=== Given exercise ===
Please lay out every line below as a Markdown table with the columns "Row" and "Line text", skipping blank lines and leaving the pictures out.

=== Exercise inputs ===
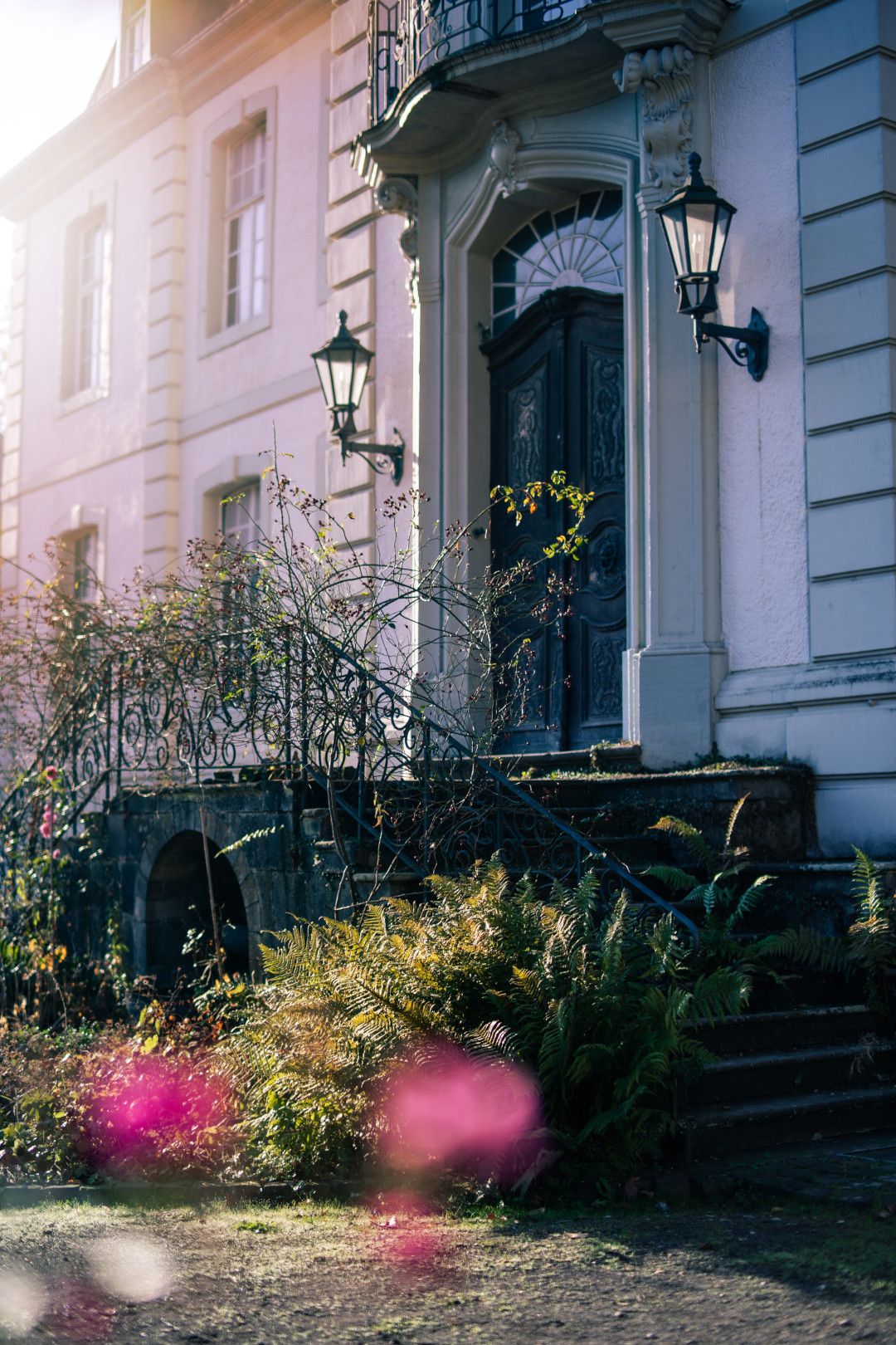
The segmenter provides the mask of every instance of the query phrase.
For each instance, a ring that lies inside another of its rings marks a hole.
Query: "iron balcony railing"
[[[594,0],[371,0],[371,118],[424,70],[469,47],[540,32]]]
[[[496,853],[512,873],[547,881],[591,872],[607,901],[626,888],[697,943],[688,916],[472,751],[437,706],[424,713],[320,631],[281,628],[261,652],[249,660],[224,636],[175,647],[161,666],[138,652],[106,659],[0,802],[0,831],[36,841],[35,780],[47,764],[73,803],[66,827],[120,790],[262,771],[297,787],[300,807],[326,798],[357,841],[418,877],[457,876]]]

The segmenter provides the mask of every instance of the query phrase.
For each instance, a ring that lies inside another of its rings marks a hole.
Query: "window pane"
[[[543,210],[498,250],[492,268],[492,330],[504,331],[549,289],[618,295],[623,285],[622,192],[586,192],[575,206]]]

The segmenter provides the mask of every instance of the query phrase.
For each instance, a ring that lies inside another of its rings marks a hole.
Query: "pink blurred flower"
[[[114,1329],[116,1310],[90,1286],[62,1279],[52,1287],[50,1311],[42,1325],[51,1341],[103,1341]]]
[[[208,1169],[231,1119],[230,1091],[197,1061],[120,1056],[91,1083],[82,1145],[106,1171]]]
[[[510,1176],[533,1157],[541,1123],[535,1079],[519,1065],[439,1046],[399,1065],[382,1098],[384,1157],[392,1166]]]

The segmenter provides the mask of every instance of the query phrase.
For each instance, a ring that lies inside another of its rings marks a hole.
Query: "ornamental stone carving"
[[[411,307],[418,303],[419,265],[416,257],[416,187],[410,178],[384,178],[373,191],[377,210],[387,215],[404,215],[407,226],[399,234],[398,245],[404,261],[411,268],[407,292]]]
[[[641,93],[647,180],[662,191],[681,186],[690,151],[693,51],[680,43],[629,51],[613,79],[619,93]]]
[[[509,121],[496,121],[489,141],[489,172],[497,179],[502,196],[512,196],[514,191],[521,191],[527,183],[520,182],[516,175],[516,155],[520,148],[520,136]]]

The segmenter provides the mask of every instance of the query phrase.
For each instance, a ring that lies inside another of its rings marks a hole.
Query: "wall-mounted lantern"
[[[768,367],[768,324],[754,308],[748,327],[705,321],[715,313],[716,284],[735,207],[700,176],[700,155],[688,156],[690,178],[657,207],[676,272],[678,312],[693,317],[697,354],[709,338],[717,340],[735,364],[746,366],[756,382]],[[727,344],[731,340],[733,348]]]
[[[380,476],[391,475],[398,486],[404,469],[404,440],[399,432],[395,430],[392,444],[371,444],[368,440],[357,443],[355,412],[361,402],[373,351],[352,336],[345,325],[347,319],[348,313],[343,309],[336,335],[312,354],[328,410],[333,416],[330,434],[343,445],[343,461],[347,453],[357,453]]]

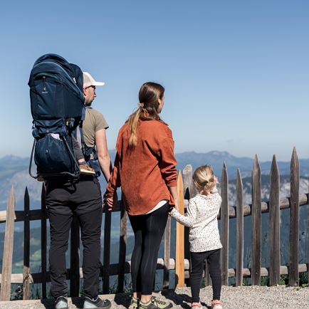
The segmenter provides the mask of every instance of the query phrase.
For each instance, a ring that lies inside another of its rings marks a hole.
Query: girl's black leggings
[[[167,202],[149,214],[129,216],[135,243],[131,260],[133,292],[152,293],[157,258],[169,214]]]
[[[212,299],[220,300],[221,294],[221,249],[211,250],[205,252],[190,252],[191,273],[190,283],[192,294],[192,303],[199,301],[199,289],[203,276],[204,261],[207,260],[208,269],[212,281]]]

=== Written answer ===
| Row | Line text |
|---|---|
| 1 | The segmenter provides the mask of every instance of the query phrase. |
| 2 | For each instance, a ring that lies inside another of its rings marks a hole. |
| 3 | Query: "iron balcony railing" |
| 4 | [[[594,0],[371,0],[371,118],[424,70],[469,47],[540,32]]] |
| 5 | [[[496,853],[512,873],[547,881],[591,872],[607,901],[626,888],[697,943],[688,916],[472,751],[437,706],[424,713],[320,631],[281,628],[261,652],[249,660],[224,636],[175,647],[161,666],[138,652],[106,659],[0,802],[0,831],[36,841],[35,780],[47,764],[73,803],[66,827],[120,790],[262,771],[297,787],[300,807],[326,798],[357,841],[418,877],[457,876]]] |
| 6 | The segmenter provides the mask of every instance of the query phrase. |
| 7 | For each instance, a ring that lies inside another of its rings marks a hole. |
| 8 | Query: "window pane" |
| 9 | [[[543,210],[498,250],[492,268],[492,330],[504,331],[549,289],[618,295],[623,285],[622,192],[586,192],[575,206]]] |
| 10 | The segmenter provides the mask of every instance of the query phrase. |
| 11 | For each instance, a ring that lies inside another of its rings marks a hole. |
| 12 | Query: "pink blurred flower" |
| 13 | [[[114,1329],[116,1310],[90,1286],[62,1279],[52,1287],[50,1311],[42,1325],[51,1341],[103,1341]]] |
| 14 | [[[208,1169],[231,1119],[230,1091],[197,1061],[120,1056],[91,1083],[82,1145],[106,1171]]] |
| 15 | [[[510,1176],[533,1157],[541,1123],[535,1079],[519,1065],[439,1046],[399,1065],[382,1098],[384,1157],[392,1166]]] |
| 16 | The segmenter provides the mask of every instance of the query phrase. |
| 17 | For each instance, a ring that lies inside another of its rings marks a hole. |
| 18 | Query: "ornamental stone carving" |
| 19 | [[[411,307],[418,303],[419,265],[416,257],[416,187],[410,178],[384,178],[373,191],[377,210],[387,215],[404,215],[407,226],[399,234],[398,245],[404,261],[411,268],[407,292]]] |
| 20 | [[[641,93],[647,180],[662,191],[681,186],[690,151],[693,51],[680,43],[629,51],[613,79],[619,93]]] |
| 21 | [[[509,121],[496,121],[489,141],[489,172],[497,179],[502,196],[512,196],[514,191],[521,191],[527,183],[520,182],[516,175],[516,155],[520,148],[520,136]]] |
| 22 | The segmenter provides the mask of every instance of the query phrase. |
| 23 | For each instance, a ring that lies inside another of its rings marks a hole. |
| 24 | Query: "wall-mounted lantern" |
| 25 | [[[768,367],[768,324],[754,308],[748,327],[705,321],[715,313],[716,284],[735,207],[700,176],[700,155],[688,156],[690,178],[657,207],[676,272],[678,312],[693,317],[697,354],[709,338],[717,340],[735,364],[746,366],[756,382]],[[727,344],[731,340],[733,348]]] |
| 26 | [[[380,476],[391,475],[398,486],[404,469],[404,440],[399,432],[395,430],[392,444],[371,444],[368,440],[357,443],[355,412],[361,402],[373,351],[352,336],[345,325],[347,319],[348,313],[343,309],[336,335],[312,354],[328,410],[333,416],[330,434],[343,445],[343,461],[347,453],[357,453]]] |
| 27 | The segmenter provides the mask of every instance of the query phrase. |
| 28 | For each instance, a ring that lies inside another of its rings marks a hole. |
| 29 | Query: girl's black leggings |
| 30 | [[[167,202],[149,214],[129,216],[135,243],[131,260],[133,292],[152,293],[157,258],[169,214]]] |
| 31 | [[[212,299],[220,300],[221,294],[221,249],[211,250],[205,252],[190,252],[191,273],[190,283],[192,294],[192,303],[199,301],[199,289],[203,276],[204,261],[207,260],[208,269],[212,281]]] |